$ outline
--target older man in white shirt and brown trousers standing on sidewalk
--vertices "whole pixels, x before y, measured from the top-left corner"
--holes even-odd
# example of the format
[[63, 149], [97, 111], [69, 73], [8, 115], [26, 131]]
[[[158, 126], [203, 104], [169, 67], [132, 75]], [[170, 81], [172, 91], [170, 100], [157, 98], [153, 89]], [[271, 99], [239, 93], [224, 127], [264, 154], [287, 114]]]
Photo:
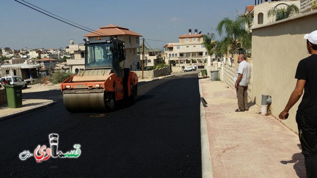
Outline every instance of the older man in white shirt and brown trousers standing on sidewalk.
[[248, 85], [251, 77], [251, 64], [246, 61], [246, 56], [244, 54], [240, 54], [238, 56], [238, 69], [237, 74], [234, 77], [235, 85], [234, 87], [237, 90], [237, 98], [238, 98], [238, 107], [236, 112], [244, 112], [248, 111]]

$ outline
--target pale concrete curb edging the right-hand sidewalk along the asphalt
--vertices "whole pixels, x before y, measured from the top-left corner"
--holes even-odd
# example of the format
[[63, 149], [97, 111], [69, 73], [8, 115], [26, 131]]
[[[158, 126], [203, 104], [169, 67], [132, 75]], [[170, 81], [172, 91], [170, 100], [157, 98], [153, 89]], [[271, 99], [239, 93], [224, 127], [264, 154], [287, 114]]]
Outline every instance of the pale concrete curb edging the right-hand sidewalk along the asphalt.
[[[199, 80], [199, 93], [203, 97], [203, 90]], [[201, 130], [201, 147], [202, 147], [202, 178], [213, 178], [209, 139], [206, 123], [206, 112], [203, 103], [200, 104], [200, 130]]]

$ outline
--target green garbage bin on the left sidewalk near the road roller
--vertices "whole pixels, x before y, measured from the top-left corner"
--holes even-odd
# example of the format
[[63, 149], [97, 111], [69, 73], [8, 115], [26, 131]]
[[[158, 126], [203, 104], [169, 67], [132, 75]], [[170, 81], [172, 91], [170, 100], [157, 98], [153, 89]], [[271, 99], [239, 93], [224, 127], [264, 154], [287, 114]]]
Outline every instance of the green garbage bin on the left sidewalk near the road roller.
[[8, 108], [22, 107], [22, 86], [4, 85]]

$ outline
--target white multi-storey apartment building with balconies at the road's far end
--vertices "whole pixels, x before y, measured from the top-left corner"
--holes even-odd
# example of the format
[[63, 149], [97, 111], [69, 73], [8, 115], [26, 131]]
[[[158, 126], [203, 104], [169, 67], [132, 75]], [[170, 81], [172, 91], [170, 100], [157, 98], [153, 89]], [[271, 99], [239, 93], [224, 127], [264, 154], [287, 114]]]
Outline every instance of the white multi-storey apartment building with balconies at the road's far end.
[[203, 34], [198, 33], [197, 29], [192, 34], [192, 30], [189, 29], [188, 34], [180, 35], [178, 38], [178, 43], [168, 43], [163, 46], [165, 63], [182, 67], [205, 66], [210, 56], [203, 45]]

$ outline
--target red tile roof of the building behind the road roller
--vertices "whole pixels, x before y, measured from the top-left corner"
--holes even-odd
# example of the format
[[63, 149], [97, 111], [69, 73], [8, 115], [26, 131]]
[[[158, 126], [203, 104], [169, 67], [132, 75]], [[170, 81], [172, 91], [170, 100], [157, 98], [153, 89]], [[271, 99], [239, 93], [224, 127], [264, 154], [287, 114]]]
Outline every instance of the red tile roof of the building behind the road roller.
[[133, 35], [142, 37], [142, 35], [132, 32], [127, 28], [123, 28], [116, 25], [108, 25], [106, 27], [100, 27], [94, 33], [84, 35], [84, 37], [100, 37], [100, 36], [117, 36], [117, 35]]

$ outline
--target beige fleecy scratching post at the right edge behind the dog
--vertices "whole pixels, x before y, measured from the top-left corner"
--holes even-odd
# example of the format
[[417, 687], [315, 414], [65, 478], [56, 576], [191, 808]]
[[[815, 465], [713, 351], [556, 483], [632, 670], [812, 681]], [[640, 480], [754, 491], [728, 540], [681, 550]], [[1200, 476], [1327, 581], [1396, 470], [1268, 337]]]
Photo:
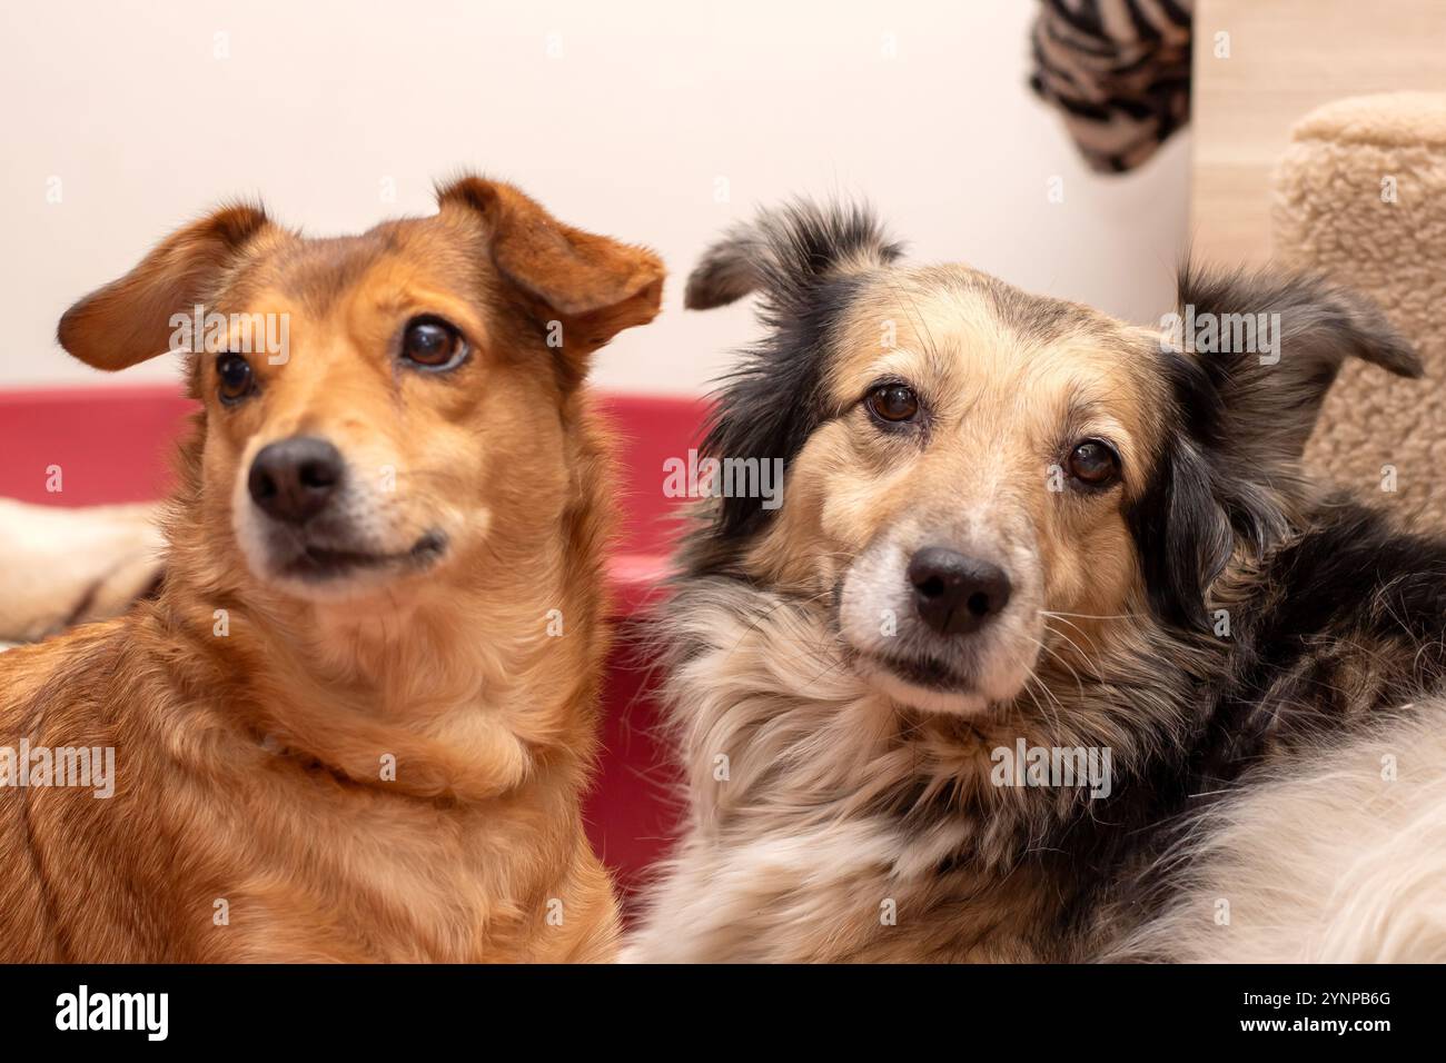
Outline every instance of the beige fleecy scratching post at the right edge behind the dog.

PROBLEM TO WORK ON: Full copy, no pictures: write out each line of the data exactly as it stands.

EXERCISE RESULT:
$ outline
--target older man in white shirt and brown trousers standing on sidewalk
--vertices "whole pixels, x before y, measured from the top-left corner"
--holes even-odd
# example of the format
[[63, 149], [97, 111], [69, 73], [8, 115], [26, 131]]
[[[158, 126], [203, 104], [169, 67], [132, 75]], [[170, 81], [172, 91], [170, 100], [157, 98], [153, 89]], [[271, 99], [239, 93], [224, 127], [264, 154], [287, 114]]]
Photo:
Outline every instance of the older man in white shirt and brown trousers standing on sidewalk.
[[248, 85], [251, 77], [251, 64], [246, 61], [246, 56], [244, 54], [240, 54], [238, 56], [238, 69], [237, 74], [234, 77], [235, 85], [234, 87], [237, 90], [237, 98], [238, 98], [238, 107], [236, 112], [244, 112], [248, 111]]

$ outline
--target pale concrete curb edging the right-hand sidewalk along the asphalt
--vertices "whole pixels, x before y, measured from the top-left corner"
--holes even-odd
# example of the format
[[63, 149], [97, 111], [69, 73], [8, 115], [26, 131]]
[[[158, 126], [203, 104], [169, 67], [132, 75]], [[170, 81], [172, 91], [170, 100], [157, 98], [153, 89]], [[271, 99], [239, 93], [224, 127], [264, 154], [287, 114]]]
Outline every instance of the pale concrete curb edging the right-hand sidewalk along the asphalt.
[[[199, 80], [199, 93], [203, 97], [203, 90]], [[201, 130], [201, 147], [202, 147], [202, 178], [213, 178], [209, 139], [206, 123], [206, 112], [203, 103], [200, 104], [200, 130]]]

$ outline
--target green garbage bin on the left sidewalk near the road roller
--vertices "whole pixels, x before y, measured from the top-left corner"
--holes even-odd
# example of the format
[[63, 149], [97, 111], [69, 73], [8, 115], [26, 131]]
[[[158, 126], [203, 104], [169, 67], [132, 75]], [[170, 81], [172, 91], [170, 100], [157, 98], [153, 89]], [[271, 99], [239, 93], [224, 127], [264, 154], [287, 114]]]
Outline every instance of the green garbage bin on the left sidewalk near the road roller.
[[8, 108], [22, 107], [22, 86], [4, 85]]

$ outline
--target white multi-storey apartment building with balconies at the road's far end
--vertices "whole pixels, x before y, measured from the top-left corner"
--holes even-odd
# example of the format
[[63, 149], [97, 111], [69, 73], [8, 115], [26, 131]]
[[[158, 126], [203, 104], [169, 67], [132, 75]], [[170, 81], [172, 91], [170, 100], [157, 98], [153, 89]], [[271, 99], [239, 93], [224, 127], [264, 154], [287, 114]]]
Outline every instance of the white multi-storey apartment building with balconies at the road's far end.
[[203, 34], [198, 33], [197, 29], [192, 34], [192, 30], [189, 29], [188, 34], [180, 35], [178, 38], [178, 43], [168, 43], [163, 46], [165, 63], [182, 67], [205, 66], [210, 56], [203, 45]]

$ outline
--target red tile roof of the building behind the road roller
--vertices "whole pixels, x before y, measured from the top-left corner"
--holes even-odd
# example of the format
[[63, 149], [97, 111], [69, 73], [8, 115], [26, 131]]
[[[158, 126], [203, 104], [169, 67], [132, 75]], [[170, 81], [172, 91], [170, 100], [157, 98], [153, 89]], [[271, 99], [239, 93], [224, 127], [264, 154], [287, 114]]]
Outline every instance of the red tile roof of the building behind the road roller.
[[133, 35], [142, 37], [142, 35], [132, 32], [127, 28], [123, 28], [116, 25], [108, 25], [106, 27], [100, 27], [94, 33], [84, 35], [84, 37], [100, 37], [100, 36], [117, 36], [117, 35]]

$ outline
--target beige fleecy scratching post at the right edge behind the dog
--vertices "whole pixels, x before y, measured from the top-left corner"
--holes even-odd
# example of the format
[[417, 687], [315, 414], [65, 478], [56, 576], [191, 808]]
[[[815, 465], [713, 351], [556, 483], [632, 670], [812, 681]], [[640, 480], [754, 491], [728, 540], [681, 550]], [[1200, 476], [1327, 581], [1396, 470], [1268, 337]]]
Photo:
Outline every instance of the beige fleecy scratching post at the right edge behind the dog.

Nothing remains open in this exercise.